▸ Datenzeilen

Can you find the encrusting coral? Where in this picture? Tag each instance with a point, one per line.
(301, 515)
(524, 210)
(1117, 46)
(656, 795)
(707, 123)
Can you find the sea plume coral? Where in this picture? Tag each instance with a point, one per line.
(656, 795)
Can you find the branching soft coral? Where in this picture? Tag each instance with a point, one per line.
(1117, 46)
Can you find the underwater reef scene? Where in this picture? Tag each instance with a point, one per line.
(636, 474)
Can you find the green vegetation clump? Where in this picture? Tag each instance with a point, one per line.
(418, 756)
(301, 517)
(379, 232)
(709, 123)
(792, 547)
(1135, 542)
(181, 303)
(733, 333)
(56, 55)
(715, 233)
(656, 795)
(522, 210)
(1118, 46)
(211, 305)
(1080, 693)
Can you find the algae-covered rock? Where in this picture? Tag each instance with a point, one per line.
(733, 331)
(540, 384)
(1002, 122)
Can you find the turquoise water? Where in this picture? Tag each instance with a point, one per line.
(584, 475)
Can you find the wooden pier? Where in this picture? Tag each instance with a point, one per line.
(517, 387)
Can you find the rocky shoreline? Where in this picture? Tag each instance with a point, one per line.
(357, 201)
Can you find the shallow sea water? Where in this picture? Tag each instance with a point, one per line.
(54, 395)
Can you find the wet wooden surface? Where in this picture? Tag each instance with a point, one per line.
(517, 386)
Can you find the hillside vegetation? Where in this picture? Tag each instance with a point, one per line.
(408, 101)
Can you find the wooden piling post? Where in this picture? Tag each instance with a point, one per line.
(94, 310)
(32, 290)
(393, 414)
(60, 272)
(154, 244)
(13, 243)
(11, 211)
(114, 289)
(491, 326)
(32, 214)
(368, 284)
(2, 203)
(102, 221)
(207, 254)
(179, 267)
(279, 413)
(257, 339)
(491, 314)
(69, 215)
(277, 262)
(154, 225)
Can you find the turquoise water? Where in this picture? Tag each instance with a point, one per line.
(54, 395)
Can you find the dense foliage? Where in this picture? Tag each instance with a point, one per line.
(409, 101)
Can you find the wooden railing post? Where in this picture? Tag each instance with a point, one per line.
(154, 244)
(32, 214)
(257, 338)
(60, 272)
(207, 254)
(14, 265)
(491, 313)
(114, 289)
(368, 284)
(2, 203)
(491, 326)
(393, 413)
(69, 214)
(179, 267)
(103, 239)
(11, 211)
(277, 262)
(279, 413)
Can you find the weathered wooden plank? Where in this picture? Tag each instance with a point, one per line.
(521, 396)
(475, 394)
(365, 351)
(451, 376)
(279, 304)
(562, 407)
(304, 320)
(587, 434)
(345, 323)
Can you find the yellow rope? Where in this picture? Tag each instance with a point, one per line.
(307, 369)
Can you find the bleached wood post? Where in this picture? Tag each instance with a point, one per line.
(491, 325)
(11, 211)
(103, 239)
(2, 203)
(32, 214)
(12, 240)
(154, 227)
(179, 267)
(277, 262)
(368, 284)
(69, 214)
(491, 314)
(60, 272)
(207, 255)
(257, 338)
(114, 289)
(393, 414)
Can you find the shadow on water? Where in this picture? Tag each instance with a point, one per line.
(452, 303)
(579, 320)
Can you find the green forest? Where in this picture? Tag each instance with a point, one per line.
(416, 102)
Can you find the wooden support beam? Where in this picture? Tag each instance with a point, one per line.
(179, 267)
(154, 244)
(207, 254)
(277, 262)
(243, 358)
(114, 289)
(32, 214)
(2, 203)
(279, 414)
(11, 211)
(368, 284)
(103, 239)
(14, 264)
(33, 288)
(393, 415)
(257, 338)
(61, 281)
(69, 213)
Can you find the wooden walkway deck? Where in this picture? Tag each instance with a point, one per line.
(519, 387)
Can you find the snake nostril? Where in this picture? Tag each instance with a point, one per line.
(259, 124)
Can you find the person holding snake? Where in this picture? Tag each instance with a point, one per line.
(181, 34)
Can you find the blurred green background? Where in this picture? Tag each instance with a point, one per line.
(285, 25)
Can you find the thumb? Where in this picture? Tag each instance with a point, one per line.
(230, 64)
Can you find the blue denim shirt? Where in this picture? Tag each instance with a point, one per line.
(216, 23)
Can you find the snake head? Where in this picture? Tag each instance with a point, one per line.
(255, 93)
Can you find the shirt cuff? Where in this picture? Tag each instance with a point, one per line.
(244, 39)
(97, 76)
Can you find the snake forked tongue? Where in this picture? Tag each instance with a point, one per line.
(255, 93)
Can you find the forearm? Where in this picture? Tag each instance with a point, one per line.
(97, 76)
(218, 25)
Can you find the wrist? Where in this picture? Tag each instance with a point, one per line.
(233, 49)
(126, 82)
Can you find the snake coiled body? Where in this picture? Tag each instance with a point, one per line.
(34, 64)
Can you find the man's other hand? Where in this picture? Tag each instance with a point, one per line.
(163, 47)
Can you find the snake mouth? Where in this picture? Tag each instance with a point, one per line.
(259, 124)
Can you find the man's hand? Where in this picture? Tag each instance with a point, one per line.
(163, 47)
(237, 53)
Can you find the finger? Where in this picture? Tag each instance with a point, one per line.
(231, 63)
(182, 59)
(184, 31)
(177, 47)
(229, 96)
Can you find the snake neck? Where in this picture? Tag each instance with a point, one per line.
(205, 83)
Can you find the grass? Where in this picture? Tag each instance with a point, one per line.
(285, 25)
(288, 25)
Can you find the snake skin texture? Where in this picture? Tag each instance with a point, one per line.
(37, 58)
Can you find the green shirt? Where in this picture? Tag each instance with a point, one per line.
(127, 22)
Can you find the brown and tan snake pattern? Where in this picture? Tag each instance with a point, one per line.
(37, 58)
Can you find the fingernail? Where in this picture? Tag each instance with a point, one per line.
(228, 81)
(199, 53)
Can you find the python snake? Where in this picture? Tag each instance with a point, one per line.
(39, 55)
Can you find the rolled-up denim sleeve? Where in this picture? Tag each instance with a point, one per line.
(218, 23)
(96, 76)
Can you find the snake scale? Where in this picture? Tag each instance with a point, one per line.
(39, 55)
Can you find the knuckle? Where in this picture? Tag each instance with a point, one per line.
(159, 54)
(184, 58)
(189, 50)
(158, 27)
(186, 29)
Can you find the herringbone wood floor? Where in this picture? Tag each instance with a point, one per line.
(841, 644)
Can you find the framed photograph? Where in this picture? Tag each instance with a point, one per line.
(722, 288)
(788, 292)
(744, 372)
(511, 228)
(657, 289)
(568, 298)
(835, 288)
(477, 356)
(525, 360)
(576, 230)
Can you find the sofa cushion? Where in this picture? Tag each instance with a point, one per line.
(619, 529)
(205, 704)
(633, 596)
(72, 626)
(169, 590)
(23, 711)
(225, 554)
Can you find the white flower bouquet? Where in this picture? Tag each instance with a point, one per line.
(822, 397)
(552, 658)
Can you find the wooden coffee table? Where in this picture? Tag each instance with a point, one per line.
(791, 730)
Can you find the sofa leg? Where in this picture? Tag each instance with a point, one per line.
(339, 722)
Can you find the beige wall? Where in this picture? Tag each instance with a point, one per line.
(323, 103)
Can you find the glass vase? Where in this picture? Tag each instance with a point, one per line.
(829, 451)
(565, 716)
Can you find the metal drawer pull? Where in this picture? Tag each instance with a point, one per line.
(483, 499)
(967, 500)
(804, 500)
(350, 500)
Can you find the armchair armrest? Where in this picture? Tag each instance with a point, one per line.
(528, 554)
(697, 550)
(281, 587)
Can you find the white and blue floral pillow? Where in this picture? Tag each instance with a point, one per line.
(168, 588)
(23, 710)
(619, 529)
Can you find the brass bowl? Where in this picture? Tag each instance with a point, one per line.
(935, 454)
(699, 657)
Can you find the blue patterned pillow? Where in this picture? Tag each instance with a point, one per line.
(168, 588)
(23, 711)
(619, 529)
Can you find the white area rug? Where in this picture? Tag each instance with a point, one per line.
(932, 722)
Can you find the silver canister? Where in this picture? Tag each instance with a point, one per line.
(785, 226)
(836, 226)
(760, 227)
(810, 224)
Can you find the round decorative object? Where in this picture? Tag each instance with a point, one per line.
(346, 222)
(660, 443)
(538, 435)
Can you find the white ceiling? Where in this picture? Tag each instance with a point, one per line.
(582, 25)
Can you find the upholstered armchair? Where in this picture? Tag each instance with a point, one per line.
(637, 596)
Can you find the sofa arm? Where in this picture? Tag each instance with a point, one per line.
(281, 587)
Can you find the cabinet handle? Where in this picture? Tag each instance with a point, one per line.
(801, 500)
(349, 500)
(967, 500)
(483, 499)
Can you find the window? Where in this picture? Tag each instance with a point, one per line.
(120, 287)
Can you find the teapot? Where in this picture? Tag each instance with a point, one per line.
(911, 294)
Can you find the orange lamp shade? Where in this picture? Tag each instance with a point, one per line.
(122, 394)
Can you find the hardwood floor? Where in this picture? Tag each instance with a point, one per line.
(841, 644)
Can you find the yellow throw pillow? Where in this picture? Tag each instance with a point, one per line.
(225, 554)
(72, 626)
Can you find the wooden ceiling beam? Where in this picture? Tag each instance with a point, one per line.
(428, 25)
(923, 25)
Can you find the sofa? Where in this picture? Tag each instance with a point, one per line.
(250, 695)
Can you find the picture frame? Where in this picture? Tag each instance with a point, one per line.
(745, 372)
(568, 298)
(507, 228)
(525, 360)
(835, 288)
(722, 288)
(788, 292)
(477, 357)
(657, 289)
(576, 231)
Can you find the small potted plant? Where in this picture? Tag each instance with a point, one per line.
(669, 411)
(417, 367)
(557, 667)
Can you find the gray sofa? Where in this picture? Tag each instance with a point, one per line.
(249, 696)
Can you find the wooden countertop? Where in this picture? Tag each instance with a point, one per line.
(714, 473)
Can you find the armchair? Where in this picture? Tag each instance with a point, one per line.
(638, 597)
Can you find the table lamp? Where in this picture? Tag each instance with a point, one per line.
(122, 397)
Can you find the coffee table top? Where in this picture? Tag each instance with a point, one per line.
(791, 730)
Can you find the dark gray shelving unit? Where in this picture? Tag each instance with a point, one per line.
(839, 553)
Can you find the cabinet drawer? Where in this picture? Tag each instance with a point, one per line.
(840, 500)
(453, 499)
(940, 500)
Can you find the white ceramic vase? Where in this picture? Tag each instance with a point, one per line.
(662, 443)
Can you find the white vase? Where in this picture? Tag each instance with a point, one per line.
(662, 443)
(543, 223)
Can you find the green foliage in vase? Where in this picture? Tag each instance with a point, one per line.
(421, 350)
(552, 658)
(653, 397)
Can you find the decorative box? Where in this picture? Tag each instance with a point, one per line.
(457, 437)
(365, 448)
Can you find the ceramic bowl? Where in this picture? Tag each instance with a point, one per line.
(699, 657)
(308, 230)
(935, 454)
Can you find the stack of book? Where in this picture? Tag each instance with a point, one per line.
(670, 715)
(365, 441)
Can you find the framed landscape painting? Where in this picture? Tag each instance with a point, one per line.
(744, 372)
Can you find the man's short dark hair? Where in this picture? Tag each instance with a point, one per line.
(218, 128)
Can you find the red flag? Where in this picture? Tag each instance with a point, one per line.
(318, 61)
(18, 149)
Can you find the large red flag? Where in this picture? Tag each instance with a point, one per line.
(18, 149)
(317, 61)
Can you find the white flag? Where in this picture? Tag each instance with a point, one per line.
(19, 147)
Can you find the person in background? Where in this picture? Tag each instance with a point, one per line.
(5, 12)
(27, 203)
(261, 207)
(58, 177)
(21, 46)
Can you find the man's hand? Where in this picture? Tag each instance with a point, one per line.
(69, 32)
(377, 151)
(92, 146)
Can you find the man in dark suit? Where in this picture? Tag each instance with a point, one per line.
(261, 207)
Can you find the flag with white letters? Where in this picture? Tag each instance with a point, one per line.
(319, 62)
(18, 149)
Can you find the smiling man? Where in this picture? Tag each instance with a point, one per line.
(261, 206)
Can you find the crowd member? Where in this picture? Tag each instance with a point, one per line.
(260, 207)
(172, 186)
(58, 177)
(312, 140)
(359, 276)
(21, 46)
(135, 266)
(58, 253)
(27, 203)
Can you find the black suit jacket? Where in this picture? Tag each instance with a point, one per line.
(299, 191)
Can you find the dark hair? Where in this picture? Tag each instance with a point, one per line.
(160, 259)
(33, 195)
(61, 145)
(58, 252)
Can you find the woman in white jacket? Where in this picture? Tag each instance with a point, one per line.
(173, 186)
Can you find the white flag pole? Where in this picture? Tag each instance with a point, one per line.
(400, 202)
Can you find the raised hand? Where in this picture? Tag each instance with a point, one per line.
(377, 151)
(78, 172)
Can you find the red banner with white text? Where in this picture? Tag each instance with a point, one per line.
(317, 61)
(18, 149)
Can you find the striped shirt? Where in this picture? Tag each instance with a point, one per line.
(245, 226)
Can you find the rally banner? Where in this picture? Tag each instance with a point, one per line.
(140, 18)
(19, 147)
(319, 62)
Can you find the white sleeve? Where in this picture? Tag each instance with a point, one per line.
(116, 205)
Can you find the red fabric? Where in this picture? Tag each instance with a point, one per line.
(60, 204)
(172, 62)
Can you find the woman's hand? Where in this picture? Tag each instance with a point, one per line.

▸ Ziel
Wandle den Abschnitt von der Zeile mit „Can you find the green vegetation“ bis einschließlich der Zeile mit „(1002, 122)“ in eine Markdown-Tabelle mit den Spalten „Nr“ (fortlaufende Nummer) und „Zeile“ (Text der Zeile) um. Leere Zeilen bleiben dabei weg.

▸ Vollständige Antwort
| Nr | Zeile |
|---|---|
| 1 | Can you find the green vegetation clump? Where in this picture? Tag each instance with a point, one per line. |
| 2 | (418, 756) |
| 3 | (301, 517) |
| 4 | (379, 232) |
| 5 | (709, 123) |
| 6 | (792, 547) |
| 7 | (1135, 542) |
| 8 | (181, 303) |
| 9 | (733, 333) |
| 10 | (56, 55) |
| 11 | (715, 233) |
| 12 | (656, 795) |
| 13 | (522, 210) |
| 14 | (1118, 46) |
| 15 | (211, 305) |
| 16 | (1080, 693) |
| 17 | Can you find the algae-covered rock? Where in this picture? Tag each instance with a point, one per line. |
| 18 | (733, 331) |
| 19 | (540, 384) |
| 20 | (1002, 122) |